## [TASKS AND EXERCISES]
1. Update the passage on music and science from "These days, if" up to and including "in the brain.", swapping "cognitive musicology" for "music cognition research".
2. In the passage on music and science, condense the paragraph beginning "These days, if you want" into a shorter version that keeps its main facts.

━━━━━ TEXT FOR ANALYSIS ━━━━━

"Can you explain the physics of music?" That's what Enrico Fermi, a physicist who helped create the first nuclear reactor and atomic bomb, allegedly asked of Italian composer Ottorino Respighi in 1928. Respighi wrote the symphonic poem Pines of Rome, one of the debut concerts of the Seattle Symphony's fall season. Respighi and Fermi were passengers on a ship traveling between South America and Europe. Despite all that time and space, Respighi couldn't translate music into scientific concepts for one of the forefathers of quantum theory, particle physics, and statistical mechanics.
These days, if you want to understand the scientific reasoning behind why listening to live musical performance is good for your body and brain (unlike nuclear radiation), there are endless avenues of exploration. You could turn to psychoacoustics, for example, which examines the psychological and physiological effects of sound on humans. Or you could turn to cognitive musicology, which focuses on computer modeling of music and compares how language and music have parallel functions in the brain.

━━━━━ DATA RECORDS ━━━━━

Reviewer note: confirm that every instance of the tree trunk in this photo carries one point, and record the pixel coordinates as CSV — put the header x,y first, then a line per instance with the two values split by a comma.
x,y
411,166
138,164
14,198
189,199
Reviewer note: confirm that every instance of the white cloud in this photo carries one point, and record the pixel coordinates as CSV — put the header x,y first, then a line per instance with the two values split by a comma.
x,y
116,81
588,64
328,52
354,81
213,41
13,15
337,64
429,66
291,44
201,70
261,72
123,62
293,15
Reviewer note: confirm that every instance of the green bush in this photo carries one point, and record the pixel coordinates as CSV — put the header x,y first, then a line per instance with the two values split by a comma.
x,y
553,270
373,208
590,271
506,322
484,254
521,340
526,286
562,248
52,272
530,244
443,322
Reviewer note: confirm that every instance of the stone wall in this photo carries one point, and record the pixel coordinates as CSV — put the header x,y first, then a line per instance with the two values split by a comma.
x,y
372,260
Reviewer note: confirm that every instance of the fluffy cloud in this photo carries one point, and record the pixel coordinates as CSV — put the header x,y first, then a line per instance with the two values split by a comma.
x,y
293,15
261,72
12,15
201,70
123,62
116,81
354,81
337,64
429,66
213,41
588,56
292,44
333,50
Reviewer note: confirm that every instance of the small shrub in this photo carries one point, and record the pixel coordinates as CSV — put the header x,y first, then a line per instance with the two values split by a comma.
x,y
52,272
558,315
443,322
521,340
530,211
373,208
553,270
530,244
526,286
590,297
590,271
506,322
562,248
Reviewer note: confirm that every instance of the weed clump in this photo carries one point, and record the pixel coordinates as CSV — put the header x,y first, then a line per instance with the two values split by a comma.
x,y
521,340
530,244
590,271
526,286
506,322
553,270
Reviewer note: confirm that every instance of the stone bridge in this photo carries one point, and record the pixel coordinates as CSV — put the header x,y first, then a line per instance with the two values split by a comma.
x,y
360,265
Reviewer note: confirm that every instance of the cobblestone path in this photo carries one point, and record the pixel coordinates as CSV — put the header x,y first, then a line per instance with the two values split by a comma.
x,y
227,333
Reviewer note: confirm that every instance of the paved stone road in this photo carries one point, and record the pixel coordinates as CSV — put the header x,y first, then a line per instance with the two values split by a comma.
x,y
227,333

━━━━━
━━━━━ DATA RECORDS ━━━━━

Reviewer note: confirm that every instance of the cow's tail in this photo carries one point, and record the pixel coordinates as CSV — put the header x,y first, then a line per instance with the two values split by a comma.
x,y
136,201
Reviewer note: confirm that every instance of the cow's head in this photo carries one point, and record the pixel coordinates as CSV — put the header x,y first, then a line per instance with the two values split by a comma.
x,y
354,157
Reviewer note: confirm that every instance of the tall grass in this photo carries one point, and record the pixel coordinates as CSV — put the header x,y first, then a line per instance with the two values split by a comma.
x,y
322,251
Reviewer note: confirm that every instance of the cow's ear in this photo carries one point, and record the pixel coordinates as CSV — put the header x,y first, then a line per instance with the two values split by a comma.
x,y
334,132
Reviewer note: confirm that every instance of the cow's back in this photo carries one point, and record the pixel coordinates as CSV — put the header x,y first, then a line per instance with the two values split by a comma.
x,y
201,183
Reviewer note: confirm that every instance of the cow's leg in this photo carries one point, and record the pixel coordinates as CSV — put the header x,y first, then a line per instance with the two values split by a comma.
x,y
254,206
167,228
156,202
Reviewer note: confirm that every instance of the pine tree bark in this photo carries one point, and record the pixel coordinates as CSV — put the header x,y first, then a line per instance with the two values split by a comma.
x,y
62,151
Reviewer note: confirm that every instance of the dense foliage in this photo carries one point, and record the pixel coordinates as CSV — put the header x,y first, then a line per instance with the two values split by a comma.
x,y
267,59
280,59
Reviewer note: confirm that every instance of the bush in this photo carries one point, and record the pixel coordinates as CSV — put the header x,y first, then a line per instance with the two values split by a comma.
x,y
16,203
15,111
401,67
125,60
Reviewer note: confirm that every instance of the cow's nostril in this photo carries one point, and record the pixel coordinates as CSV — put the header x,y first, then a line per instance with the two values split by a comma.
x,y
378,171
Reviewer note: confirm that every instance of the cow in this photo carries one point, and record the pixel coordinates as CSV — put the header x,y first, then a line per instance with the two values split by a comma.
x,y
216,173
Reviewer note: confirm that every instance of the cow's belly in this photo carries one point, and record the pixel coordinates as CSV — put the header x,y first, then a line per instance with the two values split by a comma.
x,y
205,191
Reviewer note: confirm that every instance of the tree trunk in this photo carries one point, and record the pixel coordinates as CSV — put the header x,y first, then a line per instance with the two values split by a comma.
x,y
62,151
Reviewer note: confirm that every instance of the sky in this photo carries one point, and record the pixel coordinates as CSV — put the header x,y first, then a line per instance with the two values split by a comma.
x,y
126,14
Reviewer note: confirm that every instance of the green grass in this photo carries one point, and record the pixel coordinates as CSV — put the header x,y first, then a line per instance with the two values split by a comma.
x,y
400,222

━━━━━

## [TASK-BY-TASK SOLUTIONS]
1.
These days, if you want to understand the scientific reasoning behind why listening to live musical performance is good for your body and brain (unlike nuclear radiation), there are endless avenues of exploration. You could turn to psychoacoustics, for example, which examines the psychological and physiological effects of sound on humans. Or you could turn to music cognition research, which focuses on computer modeling of music and compares how language and music have parallel functions in the brain.

2. Today there are many ways to explore the science of why live music benefits body and brain. Psychoacoustics studies sound's psychological and physiological effects on humans. Cognitive musicology uses computer modeling of music and compares how language and music function in parallel in the brain.